**Tarea A:**
Copia el fragmento de la reseña que empieza en "Era asombroso que" y termina en "que el suicidio.".
**Tarea B:**
Responde a estas preguntas sobre la reseña de la novela:
(i) ¿En qué editorial se publica la novela?
(ii) ¿Quién firma la traducción?
(iii) ¿Qué antidepresivo toma Florent-Claude Labrouste?
**Tarea C:**
Resume la reseña de la novela en tres oraciones.

**Texto fuente:**
================

Era asombroso que en un país donde
existía una tendencia a restringir año tras año las libertades individuales, la
legislación hubiera mantenido esta libertad fundamental, e incluso más
fundamental, a mi juicio, y más filosóficamente perturbadora que el suicidio.
Parte de la novela se desarrolla en
España y su semblanza es diferente a la que hacemos con la ceguera interna. Ve
el paisaje. Ve la historia, ve lo que nosotros no podemos o no queremos ver. Si
digo que desde la perspectiva francesa queda xenófobo, claro, pero es que entra
en los charcos tranquilo, señalando lo que le pasa por los huevos, sin
importarle un bledo lo que podamos pensar los lectores. Este fragmento es
impensable en un autor español, porque la historia está para analizarla y
aprender de ella, sea o no dolorosa, no para cambiar lo que fue.
Francisco Franco, independientemente de
otros aspectos a veces objetables de su acción política, podía ser considerado
el verdadero inventor a escala mundial del turismo de lugares con encanto,
pero su obra no se detenía ahí, ese espíritu universal sentaría más adelante
las bases de un auténtico turismo de masas (¡pensemos en Benidorm!,
¡pensemos en Torremolinos!, ¿existía en el mundo, en los años sesenta, algo
comparable?), Francisco Franco era en realidad un auténtico gigante del
turismo, y es con esta vara con la que acabaría siendo valorado, cosa que ya
empezaban a hacer algunas escuelas de hostelería suizas, y, de un modo más
general, en el plano económico el franquismo había sido recientemente objeto de
estudios interesantes en Harvard y Yale,
También aparecen los elementos nuevos de
los chalecos amarillos en Francia, el descontento de los trabajadores que él
focaliza en los ganaderos y productores de leche, y, como hace en su anterior
novela, Sumisión, visiona un futuro diferente de muerte, inviable,
repito, como parábola didáctica de qué nos espera en el futuro. Capta nuestro
tiempo, o al menos, parte de nuestro tiempo.
la verdad es que no me imaginaba nada,
pero había algo inquietante en el estado de ánimo de los ganaderos, en general
no pasa nada pero a veces pasa algo, nunca estás realmente preparado.
No es apto si quieres que del cielo lluevan rosas y mariposas. En Anagrama.
ISBN 978-84-339-8022-9
EAN 9788433980229
PVP CON IVA 19.9 €
NÚM. DE PÁGINAS 288
COLECCIÓN Panorama de
narrativas
CÓDIGO PN 994
TRADUCCIÓN Jaime Zulaika
PUBLICACIÓN 09/01/2019
Florent-Claude Labrouste tiene cuarenta y
seis años, detesta su nombre y se medica con Captorix, un antidepresivo que
libera serotonina y que tiene tres efectos adversos: náuseas, desaparición de
la libido e impotencia.

================

**Registros aportados:**
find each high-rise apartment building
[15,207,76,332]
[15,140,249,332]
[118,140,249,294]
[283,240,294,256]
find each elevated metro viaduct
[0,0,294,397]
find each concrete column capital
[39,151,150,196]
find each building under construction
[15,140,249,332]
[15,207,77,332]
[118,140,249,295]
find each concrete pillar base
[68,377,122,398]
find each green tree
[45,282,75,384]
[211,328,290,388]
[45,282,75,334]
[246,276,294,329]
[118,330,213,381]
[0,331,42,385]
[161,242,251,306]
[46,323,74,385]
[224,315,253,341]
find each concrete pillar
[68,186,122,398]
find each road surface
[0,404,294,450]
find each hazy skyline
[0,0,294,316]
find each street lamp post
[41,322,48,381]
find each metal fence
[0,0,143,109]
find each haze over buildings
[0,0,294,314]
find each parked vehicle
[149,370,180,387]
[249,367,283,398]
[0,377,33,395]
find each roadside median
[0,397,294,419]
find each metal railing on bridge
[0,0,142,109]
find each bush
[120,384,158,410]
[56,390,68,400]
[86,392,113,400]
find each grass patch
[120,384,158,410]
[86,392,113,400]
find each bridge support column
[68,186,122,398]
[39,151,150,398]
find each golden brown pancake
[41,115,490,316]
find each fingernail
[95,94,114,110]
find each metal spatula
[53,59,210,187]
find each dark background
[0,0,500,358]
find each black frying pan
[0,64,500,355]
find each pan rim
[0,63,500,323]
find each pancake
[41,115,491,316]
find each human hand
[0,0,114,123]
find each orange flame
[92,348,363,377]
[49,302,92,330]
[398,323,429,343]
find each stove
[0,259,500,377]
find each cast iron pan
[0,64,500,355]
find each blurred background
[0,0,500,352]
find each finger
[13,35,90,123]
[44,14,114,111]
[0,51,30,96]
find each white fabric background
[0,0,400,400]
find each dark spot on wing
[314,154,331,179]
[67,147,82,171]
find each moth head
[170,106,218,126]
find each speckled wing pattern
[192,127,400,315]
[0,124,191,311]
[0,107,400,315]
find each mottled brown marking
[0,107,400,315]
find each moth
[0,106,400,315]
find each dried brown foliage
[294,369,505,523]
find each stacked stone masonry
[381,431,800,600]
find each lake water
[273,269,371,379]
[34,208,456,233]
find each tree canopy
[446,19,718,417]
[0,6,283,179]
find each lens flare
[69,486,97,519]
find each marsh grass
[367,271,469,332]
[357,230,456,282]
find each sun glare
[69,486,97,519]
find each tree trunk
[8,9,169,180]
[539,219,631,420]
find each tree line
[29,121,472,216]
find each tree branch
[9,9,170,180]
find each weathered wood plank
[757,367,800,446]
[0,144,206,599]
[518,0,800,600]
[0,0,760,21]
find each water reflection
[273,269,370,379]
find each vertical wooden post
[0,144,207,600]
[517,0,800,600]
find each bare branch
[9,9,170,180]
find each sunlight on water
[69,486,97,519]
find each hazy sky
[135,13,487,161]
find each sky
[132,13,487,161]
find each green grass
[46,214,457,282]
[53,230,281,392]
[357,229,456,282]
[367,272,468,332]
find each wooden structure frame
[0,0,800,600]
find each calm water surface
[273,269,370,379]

================

**Respuesta escrita A:**
Era asombroso que en un país donde
existía una tendencia a restringir año tras año las libertades individuales, la
legislación hubiera mantenido esta libertad fundamental, e incluso más
fundamental, a mi juicio, y más filosóficamente perturbadora que el suicidio.

**Respuesta escrita B:**
(i) En Anagrama.
(ii) Jaime Zulaika.
(iii) Captorix.

**Respuesta escrita C:**
La reseña trata de una novela publicada por Anagrama. Su protagonista, Florent-Claude Labrouste, tiene cuarenta y seis años, detesta su nombre y toma Captorix, un antidepresivo cuyos efectos adversos son náuseas, desaparición de la libido e impotencia. Parte de la novela se desarrolla en España, donde, según la reseña, el autor ve el paisaje y la historia sin importarle lo que piensen los lectores, y el libro incorpora además los chalecos amarillos y el descontento de ganaderos y productores de leche, y, como en Sumisión, visiona un futuro diferente de muerte.